Retype the listing that follows, word for word.

## BEGIN The input

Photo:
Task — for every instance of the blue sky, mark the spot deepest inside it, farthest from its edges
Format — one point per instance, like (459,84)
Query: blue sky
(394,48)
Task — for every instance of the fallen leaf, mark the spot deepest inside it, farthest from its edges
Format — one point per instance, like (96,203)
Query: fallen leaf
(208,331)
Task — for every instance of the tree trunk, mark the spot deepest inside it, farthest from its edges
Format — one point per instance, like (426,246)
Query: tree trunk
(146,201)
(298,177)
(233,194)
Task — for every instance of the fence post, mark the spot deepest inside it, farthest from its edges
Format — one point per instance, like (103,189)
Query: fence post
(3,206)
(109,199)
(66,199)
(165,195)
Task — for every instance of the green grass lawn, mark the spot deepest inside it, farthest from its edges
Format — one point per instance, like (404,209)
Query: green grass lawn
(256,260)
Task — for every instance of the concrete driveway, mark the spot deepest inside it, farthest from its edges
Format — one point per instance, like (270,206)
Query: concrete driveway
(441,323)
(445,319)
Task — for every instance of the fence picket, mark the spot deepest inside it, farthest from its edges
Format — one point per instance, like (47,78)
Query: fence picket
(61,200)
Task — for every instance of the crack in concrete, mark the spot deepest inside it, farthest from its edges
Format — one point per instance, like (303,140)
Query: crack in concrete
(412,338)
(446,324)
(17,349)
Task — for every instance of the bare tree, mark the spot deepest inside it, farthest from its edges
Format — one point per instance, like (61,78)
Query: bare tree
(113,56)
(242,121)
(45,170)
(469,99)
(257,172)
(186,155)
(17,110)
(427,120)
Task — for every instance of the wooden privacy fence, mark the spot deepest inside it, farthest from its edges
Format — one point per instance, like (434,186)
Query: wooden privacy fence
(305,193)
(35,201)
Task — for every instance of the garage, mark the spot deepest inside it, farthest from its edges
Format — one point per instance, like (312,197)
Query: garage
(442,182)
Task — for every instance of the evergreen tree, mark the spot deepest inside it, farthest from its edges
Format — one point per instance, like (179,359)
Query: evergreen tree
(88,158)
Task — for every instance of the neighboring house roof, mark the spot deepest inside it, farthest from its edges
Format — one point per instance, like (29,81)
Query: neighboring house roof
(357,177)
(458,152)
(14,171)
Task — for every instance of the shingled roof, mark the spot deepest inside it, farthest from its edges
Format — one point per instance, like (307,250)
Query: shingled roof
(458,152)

## END The input

Finished answer
Photo:
Task — for every instance of the blue sky, mark the spot deepest inside it, farthest from its edges
Format — one point per instance, like (459,84)
Query: blue sky
(394,48)
Task — for every instance of the fallen leaf, mark the spot deepest inside it, farthest from its edges
Format — one point per instance, like (96,203)
Query: fallen leaf
(208,331)
Task — for every instance of the tree trunk, mark the spot deepest inside it, farthest from its edges
Format — one point per instance, like (426,246)
Query: tree trunk
(146,201)
(298,177)
(233,194)
Task — for every instance of the fence post, mark the spot deepest inside it, farthest from its edges
Format — one point per instance, like (103,189)
Query: fence post
(3,206)
(109,199)
(66,199)
(165,195)
Task — for every instance of the green grass lawn, mark the spot deepest inside it, farthest from its edges
Format — one point per instance, like (404,209)
Query: green grass lawn
(256,260)
Task — for every instance of the concrete driveway, mark the spot deepest inside it, farthest from its edges
Format — one point per instance, like (270,206)
Query: concrete driveway
(441,323)
(445,319)
Task — for every instance of the fence picket, mark the spot deepest inside it, farthest from its edges
Format — one point per instance, like (47,78)
Query: fence picket
(61,200)
Task — for every instance of the crack in concrete, mark the spot deepest inside it, farthest from its edges
Format — one point per instance, like (303,140)
Query: crack in concrete
(412,338)
(446,324)
(17,349)
Task — for every instance of the bare tree, mark the spot deepest inside it, farthest from its edges
Format — one point per instance, like (61,78)
Query: bare tree
(113,56)
(242,121)
(45,170)
(469,99)
(257,172)
(186,155)
(17,110)
(427,120)
Task — for every instance of the wooden privacy fence, mark the spot deepest inside it, farthest from its edges
Format — one point per instance, like (434,186)
Query: wooden privacy fence
(305,193)
(35,201)
Task — for every instance of the garage, mark the spot deepest inside it, farthest from its edges
Format — one point per instance, like (312,197)
Query: garage
(442,182)
Task — for every instance of the evergreen tree, mark the spot deepest inside it, farthest from its edges
Format — one point per instance, like (179,359)
Query: evergreen tree
(88,158)
Task — for every instance of the neighboring house roof, mark the spot deepest inside it, farthest from its edges
Format — one point per instance, like (29,81)
Query: neighboring house roof
(357,177)
(458,152)
(14,171)
Task — for every instance of the shingled roof, mark the spot deepest inside it, farthest from its edges
Format — one point per instance, like (307,250)
Query: shingled roof
(458,152)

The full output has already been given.